## 課題一覧
A – ゴジラのTVアニメを論じた文章では、1話のセリフ量が倍速視聴を否定するかのようだと述べられています。そう述べられている理由を、文章の記述に基づいて説明してください。
B – ゴジラのTVアニメを論じた文章を、最後の一文に続けて書き継いでください。

## 抜粋テキスト
本作品はゴジラシリーズとしては初のTVアニメ化作品。
監督は高橋敦史、制作はボンズ、オレンジ

1話

1話の冒頭というのはどんなアニメの重要だ。
せっかちな視聴者がふえた結果、倍速視聴なんてする人も出てくる中で
この作品の冒頭はがっつりとひきよせられる。

色々なキャラクターが色々なセリフを一気に喋る。
意味があるような内容な映像とともに、意味があるかないのかわからないセリフ、
情報の塊を1話冒頭から見ている側にぶつけるような始まり方、
何もわからない、なにも理解できない。
だが、だからこそ惹きつけられる。

「そうしてお話はこう始まる」

そんなセリフとともに1話のサブタイトルを映しだし物語が始まる。
どんな作品なのかまるでわからない。
だが、わからないからこそしりたくなる。

この「謎」の見せ方はどこか懐かしい雰囲気を醸し出しており、
そんな雰囲気の中で何でも屋の側面を持つ町工場「オオタキファクトリー」の
2人が「いわくつきの屋敷」を調査しに行くところから始まる。

圧倒的なセリフ量の多さ、何気ないセリフの中に情報を詰め込んでおり、
冗談抜きで倍速視聴を否定するかのようなセリフ量だ。
一言たりとも聞き逃したくない、そう感じさせるほど
見る側の「好奇心」をそそられる。

まるでどこぞの探偵を思わせる主人公は館の主の正体を探る。
肝心のゴジラはおろか怪獣も1匹もでてこない。
いつゴジラは出るのか、いつ便利屋な彼らがゴジラと絡むのか。
圧縮された情報をたたきつけられるなかで「期待感」をつのらせてくれる。

古い絵に書かれた「古史羅」の文字、謎の音声電波がは誰が流しているのか。
別の角度から謎の電波を調べるもう1人の主人公、
そして地下にかくされている「怪獣」の骨。
徐々に、物語のピースが埋まっていく。

ジェットジャガー

物語の主軸はただの「町工場」だ。
社員も少なけれれば仕事も少ない。そんな町工場の社長は
「ジェットジャガー」というロボットを宇宙人や地底人から守るために作っている。
とてもじゃないがゴジラがでてきても対抗にできそうにない
はりぼてのようなロボットだ。

そんな「ジェットジャガー」の前に突然「怪獣」が現れる。
「ゴジラ」というタイトルなのに最初に現れるのはゴジラではない、
「ラドン」だ。空を飛ぶその姿はまるでケツァルコアトルスのような姿をしている、
果たしてジェットジャガーは勝てるのか。

どこかコミカルな部分もありながら物語の期待感の高め方がシンプルにうまく、
良い意味で展開が読めないためわくわくさせてくれる。

## データセットの内容

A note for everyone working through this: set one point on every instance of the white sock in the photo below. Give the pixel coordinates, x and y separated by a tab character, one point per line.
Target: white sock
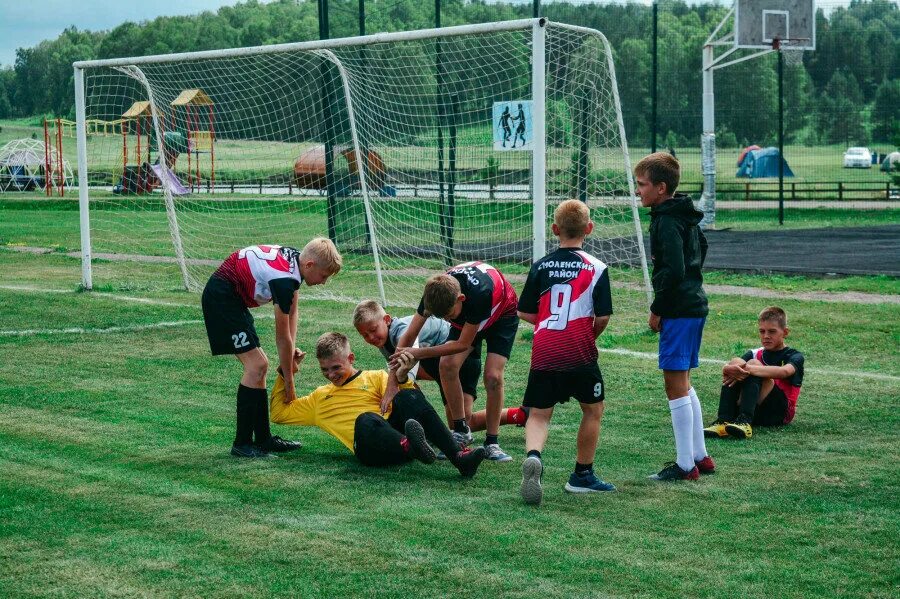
683	425
699	441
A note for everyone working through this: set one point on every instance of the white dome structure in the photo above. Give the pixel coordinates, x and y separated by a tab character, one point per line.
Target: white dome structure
23	162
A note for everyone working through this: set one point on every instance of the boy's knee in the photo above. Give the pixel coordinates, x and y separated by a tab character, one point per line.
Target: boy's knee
493	380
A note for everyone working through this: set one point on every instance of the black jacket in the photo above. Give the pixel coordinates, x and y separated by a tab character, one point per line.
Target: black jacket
678	250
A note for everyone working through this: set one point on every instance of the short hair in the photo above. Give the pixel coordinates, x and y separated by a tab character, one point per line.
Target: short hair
367	311
572	218
440	294
774	314
330	345
660	167
323	252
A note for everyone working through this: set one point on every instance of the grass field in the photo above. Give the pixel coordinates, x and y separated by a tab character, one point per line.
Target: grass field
115	424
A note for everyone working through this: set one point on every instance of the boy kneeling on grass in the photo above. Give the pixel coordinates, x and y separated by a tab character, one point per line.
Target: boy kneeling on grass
762	386
380	428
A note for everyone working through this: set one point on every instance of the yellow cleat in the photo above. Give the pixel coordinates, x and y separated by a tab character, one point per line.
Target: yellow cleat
740	429
715	430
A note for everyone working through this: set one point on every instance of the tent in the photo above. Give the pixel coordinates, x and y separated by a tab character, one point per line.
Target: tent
23	162
891	162
745	151
762	163
309	168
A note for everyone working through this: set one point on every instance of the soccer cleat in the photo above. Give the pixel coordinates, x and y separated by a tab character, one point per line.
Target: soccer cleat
706	465
419	447
532	473
672	471
249	451
493	453
740	428
278	445
463	439
716	429
587	482
468	460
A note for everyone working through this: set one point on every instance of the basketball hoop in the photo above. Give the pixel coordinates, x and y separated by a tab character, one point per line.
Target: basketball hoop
791	49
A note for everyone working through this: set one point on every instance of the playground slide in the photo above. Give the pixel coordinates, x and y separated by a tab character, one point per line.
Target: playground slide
169	179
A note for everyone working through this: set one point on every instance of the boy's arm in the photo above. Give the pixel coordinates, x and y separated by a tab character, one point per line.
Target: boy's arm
285	331
668	267
412	331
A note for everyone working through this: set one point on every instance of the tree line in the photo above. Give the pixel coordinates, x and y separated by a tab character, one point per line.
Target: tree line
847	91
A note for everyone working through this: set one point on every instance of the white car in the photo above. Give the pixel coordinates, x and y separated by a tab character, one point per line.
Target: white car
858	158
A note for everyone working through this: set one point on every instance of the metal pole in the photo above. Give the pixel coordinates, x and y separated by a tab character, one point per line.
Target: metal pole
708	143
329	127
653	79
83	207
780	137
539	135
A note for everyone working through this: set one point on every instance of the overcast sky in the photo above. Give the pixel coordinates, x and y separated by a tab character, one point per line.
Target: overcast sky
25	23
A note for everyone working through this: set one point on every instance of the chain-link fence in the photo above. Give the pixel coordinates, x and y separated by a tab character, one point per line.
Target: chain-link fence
841	103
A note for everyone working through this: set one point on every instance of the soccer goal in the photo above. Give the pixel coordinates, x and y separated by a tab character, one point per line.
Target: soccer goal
413	151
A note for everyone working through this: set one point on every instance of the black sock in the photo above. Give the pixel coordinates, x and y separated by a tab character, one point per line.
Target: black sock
728	399
261	427
750	397
245	415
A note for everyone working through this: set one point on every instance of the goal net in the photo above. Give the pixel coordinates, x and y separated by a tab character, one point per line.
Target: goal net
396	146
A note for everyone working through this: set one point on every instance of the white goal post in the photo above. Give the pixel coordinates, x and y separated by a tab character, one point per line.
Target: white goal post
386	143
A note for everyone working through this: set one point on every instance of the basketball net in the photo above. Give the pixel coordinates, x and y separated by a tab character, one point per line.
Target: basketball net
791	50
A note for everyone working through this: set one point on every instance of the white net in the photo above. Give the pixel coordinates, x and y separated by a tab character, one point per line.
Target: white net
260	148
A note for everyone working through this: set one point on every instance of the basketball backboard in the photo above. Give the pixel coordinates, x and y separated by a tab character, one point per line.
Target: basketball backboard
758	22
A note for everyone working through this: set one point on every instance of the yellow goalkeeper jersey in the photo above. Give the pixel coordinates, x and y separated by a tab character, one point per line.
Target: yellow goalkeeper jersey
331	408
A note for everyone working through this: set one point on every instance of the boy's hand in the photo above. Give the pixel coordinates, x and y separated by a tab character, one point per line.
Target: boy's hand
405	361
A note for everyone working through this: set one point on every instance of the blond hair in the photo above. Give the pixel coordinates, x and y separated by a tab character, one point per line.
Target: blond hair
367	311
572	218
323	252
774	314
441	292
660	167
331	345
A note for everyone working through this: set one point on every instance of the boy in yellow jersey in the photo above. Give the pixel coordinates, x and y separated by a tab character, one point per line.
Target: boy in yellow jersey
380	429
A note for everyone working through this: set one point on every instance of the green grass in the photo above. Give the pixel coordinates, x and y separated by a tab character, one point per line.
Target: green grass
116	479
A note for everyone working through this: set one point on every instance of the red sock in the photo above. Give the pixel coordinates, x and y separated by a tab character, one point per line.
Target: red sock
516	416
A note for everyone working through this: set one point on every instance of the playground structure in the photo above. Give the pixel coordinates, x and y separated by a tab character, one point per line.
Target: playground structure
24	164
192	102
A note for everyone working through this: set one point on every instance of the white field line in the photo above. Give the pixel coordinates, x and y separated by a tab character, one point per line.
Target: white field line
78	330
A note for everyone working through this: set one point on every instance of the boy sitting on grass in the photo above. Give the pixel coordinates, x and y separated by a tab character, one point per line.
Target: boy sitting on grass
381	429
762	386
379	329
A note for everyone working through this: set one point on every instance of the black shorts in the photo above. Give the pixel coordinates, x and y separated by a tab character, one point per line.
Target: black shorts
547	388
500	337
469	373
773	410
229	324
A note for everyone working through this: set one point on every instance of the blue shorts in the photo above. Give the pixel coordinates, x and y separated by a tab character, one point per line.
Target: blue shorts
679	343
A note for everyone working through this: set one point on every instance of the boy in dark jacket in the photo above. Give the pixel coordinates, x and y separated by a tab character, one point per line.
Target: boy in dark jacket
679	308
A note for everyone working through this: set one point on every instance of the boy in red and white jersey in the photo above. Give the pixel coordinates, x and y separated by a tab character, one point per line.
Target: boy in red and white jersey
480	305
567	298
761	387
248	278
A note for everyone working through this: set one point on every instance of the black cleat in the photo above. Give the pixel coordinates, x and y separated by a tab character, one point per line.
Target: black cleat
467	461
249	451
419	447
278	445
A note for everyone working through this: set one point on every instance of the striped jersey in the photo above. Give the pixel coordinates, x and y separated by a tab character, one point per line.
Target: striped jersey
566	289
489	296
260	273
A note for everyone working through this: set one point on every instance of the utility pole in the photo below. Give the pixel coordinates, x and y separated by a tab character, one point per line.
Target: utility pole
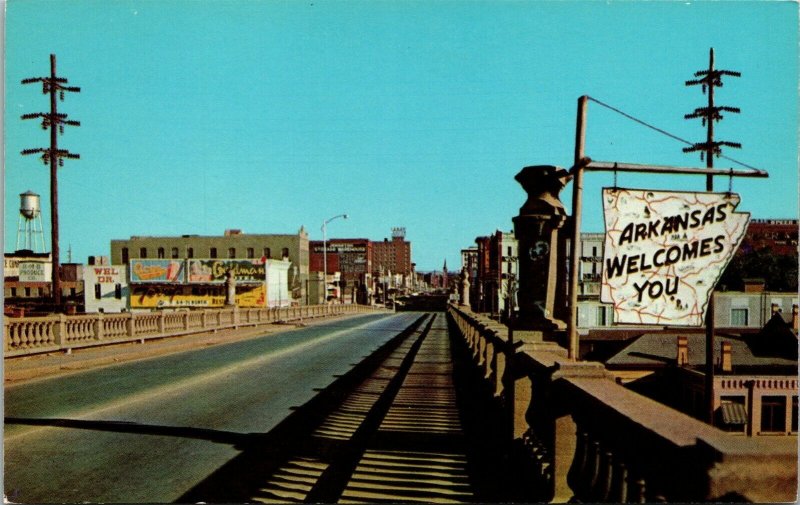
54	156
710	79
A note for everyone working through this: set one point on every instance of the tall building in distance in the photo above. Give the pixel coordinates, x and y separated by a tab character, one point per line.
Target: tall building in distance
392	255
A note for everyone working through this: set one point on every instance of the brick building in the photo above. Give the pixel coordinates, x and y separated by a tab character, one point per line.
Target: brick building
352	258
392	255
778	235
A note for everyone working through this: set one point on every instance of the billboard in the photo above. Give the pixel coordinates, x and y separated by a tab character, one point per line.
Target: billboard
157	270
665	251
212	271
151	297
34	271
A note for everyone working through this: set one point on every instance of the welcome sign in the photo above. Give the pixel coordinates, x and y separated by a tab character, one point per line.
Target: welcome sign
665	251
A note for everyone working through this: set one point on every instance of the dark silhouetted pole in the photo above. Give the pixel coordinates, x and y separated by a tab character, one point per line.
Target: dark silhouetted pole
711	78
54	156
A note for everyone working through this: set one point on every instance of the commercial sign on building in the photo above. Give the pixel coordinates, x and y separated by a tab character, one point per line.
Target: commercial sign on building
665	251
34	271
341	247
150	297
157	270
213	271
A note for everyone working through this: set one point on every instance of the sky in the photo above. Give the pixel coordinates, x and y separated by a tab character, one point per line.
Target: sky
265	116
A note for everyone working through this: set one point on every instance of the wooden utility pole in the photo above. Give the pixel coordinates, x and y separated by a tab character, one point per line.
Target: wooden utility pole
54	156
577	207
710	79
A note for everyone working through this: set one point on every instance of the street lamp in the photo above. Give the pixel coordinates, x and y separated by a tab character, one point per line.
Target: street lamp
325	253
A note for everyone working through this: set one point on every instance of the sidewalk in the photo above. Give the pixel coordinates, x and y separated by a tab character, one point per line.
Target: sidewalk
59	363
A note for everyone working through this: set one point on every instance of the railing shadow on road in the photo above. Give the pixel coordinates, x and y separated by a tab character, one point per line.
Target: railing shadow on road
217	436
240	479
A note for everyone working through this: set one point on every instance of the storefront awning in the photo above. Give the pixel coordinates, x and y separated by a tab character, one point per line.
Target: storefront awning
733	413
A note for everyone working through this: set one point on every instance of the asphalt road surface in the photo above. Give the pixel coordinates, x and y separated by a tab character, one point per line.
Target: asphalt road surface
147	431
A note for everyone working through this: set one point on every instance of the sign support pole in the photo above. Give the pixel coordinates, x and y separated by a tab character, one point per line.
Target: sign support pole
577	211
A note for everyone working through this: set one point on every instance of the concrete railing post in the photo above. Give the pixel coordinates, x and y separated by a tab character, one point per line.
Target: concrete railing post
60	331
99	329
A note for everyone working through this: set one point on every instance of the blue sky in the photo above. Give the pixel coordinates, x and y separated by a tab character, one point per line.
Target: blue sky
199	116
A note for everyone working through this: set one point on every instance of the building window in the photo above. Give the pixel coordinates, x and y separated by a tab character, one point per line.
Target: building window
732	413
601	316
739	317
773	414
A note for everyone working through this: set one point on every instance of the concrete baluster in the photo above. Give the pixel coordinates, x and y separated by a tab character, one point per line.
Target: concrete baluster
637	491
619	483
99	326
602	486
591	471
60	331
499	372
487	359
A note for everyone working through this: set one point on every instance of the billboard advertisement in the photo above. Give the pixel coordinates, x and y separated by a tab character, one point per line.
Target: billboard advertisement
157	270
665	251
34	271
212	271
151	297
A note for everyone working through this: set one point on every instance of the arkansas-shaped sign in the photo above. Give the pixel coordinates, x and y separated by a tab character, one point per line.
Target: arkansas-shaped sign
665	251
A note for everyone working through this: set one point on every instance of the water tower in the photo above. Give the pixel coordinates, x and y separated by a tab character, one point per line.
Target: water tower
30	231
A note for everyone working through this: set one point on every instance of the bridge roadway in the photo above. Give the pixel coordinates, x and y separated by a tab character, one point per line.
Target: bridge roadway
225	423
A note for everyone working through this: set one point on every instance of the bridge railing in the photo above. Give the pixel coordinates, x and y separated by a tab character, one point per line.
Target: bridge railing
33	335
577	434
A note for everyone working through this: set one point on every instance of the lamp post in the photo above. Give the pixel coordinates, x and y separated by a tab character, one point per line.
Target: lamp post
325	254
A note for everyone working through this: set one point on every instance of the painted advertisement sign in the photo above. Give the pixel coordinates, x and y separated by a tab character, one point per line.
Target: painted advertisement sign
150	297
213	271
34	271
665	251
157	270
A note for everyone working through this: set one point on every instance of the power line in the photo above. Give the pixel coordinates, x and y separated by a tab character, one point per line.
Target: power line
664	132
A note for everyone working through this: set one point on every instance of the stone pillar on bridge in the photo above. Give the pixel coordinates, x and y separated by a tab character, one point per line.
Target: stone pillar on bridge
537	231
230	289
465	285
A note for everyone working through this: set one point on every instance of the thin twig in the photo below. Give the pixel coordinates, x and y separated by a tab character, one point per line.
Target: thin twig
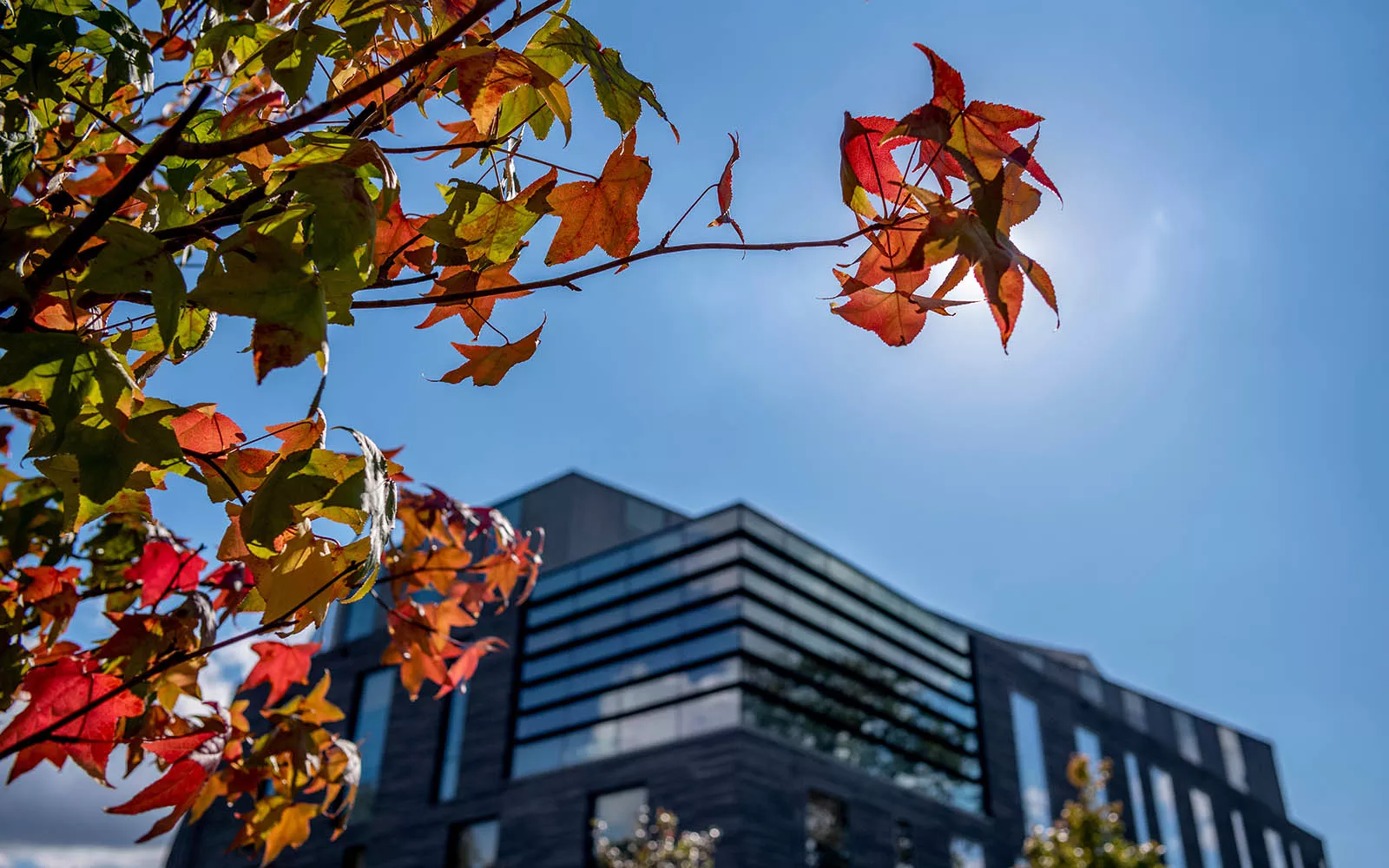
583	273
168	663
115	199
427	52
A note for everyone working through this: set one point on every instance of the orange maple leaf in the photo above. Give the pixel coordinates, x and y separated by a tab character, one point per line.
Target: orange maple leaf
601	213
488	365
895	317
399	242
474	312
56	692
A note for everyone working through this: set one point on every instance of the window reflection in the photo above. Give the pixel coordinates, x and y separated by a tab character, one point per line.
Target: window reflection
1233	752
451	763
645	729
879	760
370	721
826	832
1168	825
1088	745
903	845
477	845
1027	735
618	816
1274	845
360	620
965	853
1187	742
1208	839
1138	805
1236	823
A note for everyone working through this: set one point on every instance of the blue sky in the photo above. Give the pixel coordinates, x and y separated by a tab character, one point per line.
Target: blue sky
1187	479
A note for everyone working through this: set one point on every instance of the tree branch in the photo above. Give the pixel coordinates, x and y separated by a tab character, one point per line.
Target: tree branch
611	264
427	52
164	666
117	196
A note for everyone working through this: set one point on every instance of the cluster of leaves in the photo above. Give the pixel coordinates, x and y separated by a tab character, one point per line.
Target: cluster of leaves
914	228
657	844
256	181
138	687
1089	833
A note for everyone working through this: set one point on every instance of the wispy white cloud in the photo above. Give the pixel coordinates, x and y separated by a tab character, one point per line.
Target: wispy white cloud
57	856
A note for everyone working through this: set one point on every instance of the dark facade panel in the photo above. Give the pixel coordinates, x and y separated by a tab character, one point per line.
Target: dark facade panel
805	629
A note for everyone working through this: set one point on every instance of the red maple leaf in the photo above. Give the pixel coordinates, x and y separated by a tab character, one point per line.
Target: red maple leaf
201	430
280	666
177	789
979	131
399	242
161	569
62	689
463	668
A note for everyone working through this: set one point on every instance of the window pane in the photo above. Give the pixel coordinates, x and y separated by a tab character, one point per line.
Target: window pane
1088	745
1136	712
1233	750
826	832
1187	742
1138	810
1236	821
903	845
1206	835
368	733
1027	733
477	845
1092	687
1274	844
618	816
361	618
965	853
1168	825
451	764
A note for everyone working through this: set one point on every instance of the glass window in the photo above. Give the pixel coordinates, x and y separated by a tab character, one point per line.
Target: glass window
361	618
1236	823
903	845
368	731
1168	824
1088	745
1274	845
1092	687
965	853
826	832
1206	835
1233	750
1027	735
1138	812
477	844
1187	742
451	761
1136	710
618	816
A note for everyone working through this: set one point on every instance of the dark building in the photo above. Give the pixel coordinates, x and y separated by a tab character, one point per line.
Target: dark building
740	675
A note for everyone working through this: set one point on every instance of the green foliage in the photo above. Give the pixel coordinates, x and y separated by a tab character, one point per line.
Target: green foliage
657	844
168	164
1088	833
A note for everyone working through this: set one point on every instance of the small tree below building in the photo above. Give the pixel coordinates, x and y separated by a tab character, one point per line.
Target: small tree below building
1088	837
656	845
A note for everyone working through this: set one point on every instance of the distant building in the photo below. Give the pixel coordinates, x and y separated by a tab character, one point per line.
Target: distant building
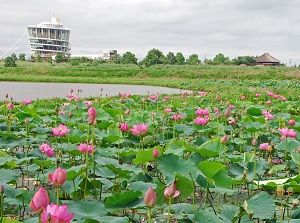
267	60
108	54
48	38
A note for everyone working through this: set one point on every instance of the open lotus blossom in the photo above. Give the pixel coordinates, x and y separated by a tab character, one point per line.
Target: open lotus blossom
292	122
150	198
176	117
124	127
56	214
92	114
286	132
264	146
46	148
39	201
83	147
10	105
58	178
202	112
140	129
127	112
61	130
171	191
26	101
168	110
155	153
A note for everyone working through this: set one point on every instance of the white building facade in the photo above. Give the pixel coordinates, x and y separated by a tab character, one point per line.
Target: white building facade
47	39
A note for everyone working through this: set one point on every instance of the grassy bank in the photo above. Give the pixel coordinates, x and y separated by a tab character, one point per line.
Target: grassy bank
283	80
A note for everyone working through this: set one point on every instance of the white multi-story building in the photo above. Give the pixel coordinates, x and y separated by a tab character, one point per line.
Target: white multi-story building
47	39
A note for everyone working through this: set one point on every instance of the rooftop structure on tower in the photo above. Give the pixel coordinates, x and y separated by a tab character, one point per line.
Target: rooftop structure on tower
48	38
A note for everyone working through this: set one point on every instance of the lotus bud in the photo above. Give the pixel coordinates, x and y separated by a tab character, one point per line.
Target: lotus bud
280	190
150	197
155	153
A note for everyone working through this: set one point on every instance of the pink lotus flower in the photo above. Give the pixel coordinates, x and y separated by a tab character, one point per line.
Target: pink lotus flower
61	130
224	139
127	112
83	147
200	121
150	198
153	97
39	201
124	127
140	129
155	153
264	146
92	114
59	177
202	112
176	117
10	106
286	132
171	191
292	122
56	214
46	148
26	101
168	110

## 課題別の回答
A – セリフ量が圧倒的に多く、何気ないセリフの中にも情報が詰め込まれているためです。その結果、一言たりとも聞き逃したくないと感じさせるほど、視聴者の好奇心がそそられるとされています。

B –
徐々に紐解かれていく謎、現れる怪獣、掘りさげられるキャラクター達。
1話のワクワク感を途切れさせずに、小気味よく物語が紡がれていく。

この作品は基本的に怪獣の出る「特撮」アニメだ。
だが同時に「特撮」の中に含まれる「ロボット」アニメでもある。
ボロボロになりながらも戦うジェットジャガー、
どこか愛くるしさを感じるそのデザインと腕をもがれ、頭に噛みつかれても、
必死に戦うさまはロボットアニメとしての面白さを感じさせてくれる。

ロボットVS怪獣。
操るのは「天才プログラマー」だ。
本能のままに戦う獣と天才プログラマーが組んだプログラムで動くロボット、
こんなにシンプルにワクワクさせられる対戦カードはあるだろうか。

どうして怪獣は突然現れ、どうして突然死んだのか。
ロボットと怪獣の戦いを見せつつ、物語の謎を同時に見せることで
物語の緊張感を高めている。
次々と現れる怪獣とその死体、対抗できるのは
「ジェットジャガー」ぐらいしかいない。

だが、そのジェットジャガーでは対抗手段としてギリギリだ。
ただの町工場がロボットをどう改造し、どう修理し、どう対抗するのか。
どことなく池井戸潤作の「下町ロケット」な雰囲気も醸し出しつつ、
物語は進んでいく。

赤く染まる海

話が進めば進むほど新しい怪獣がでてくる。
彼らは「赤く染まった海」からどこからともなく現れる。
彼らはどこからきて、なにが目的なのか。
徐々に物語の秘密が解き明かされるものの、同時に謎はふえていく。

この感覚を私達は知っている。
25年前にブラウン管の前でわたしたちは見たはずだ。
そう「新世紀エヴァンゲリオン」だ。
序盤で感じていたこの作品の何処か懐かしさを感じさせるような
謎の見せ方は「エヴァ」そのものだ。

難解な用語を敢えて説明するのではない、視聴者に「考察」させ
読み解かせることで物語の深みと面白みを深めている。
庵野監督がエヴァを手掛け、シン・ゴジラを手掛けたように、
この作品はその「血と流れ」を受け継ぐように作品作りがされている。

碇シンジもいない、エヴァも居ない。
だが、使徒という名の怪獣は現れる。
対抗手段は「人類の英知」だけだ。
国は軍事力を使い、一人の主人公は知識を使い、一人の主人公は技術を使う。

電磁波に集まる怪獣、未来を予知する怪獣、海に現れる怪獣。
人類が未知の敵にどう挑むのか。
1話1話、じっくりと謎が解かれながら怪獣と人類の戦いが描かれる。
それは同時に「地獄の蓋」が開くことを近いことを告げている。

違う次元からやってきた生物、最初は彼らもジェットジャガーと同じく
「未完成」な生物だ。体も小さく、数も少ない。
だが、生物は環境に適応し進化する。
それは「ゴジラ」という怪獣を生む。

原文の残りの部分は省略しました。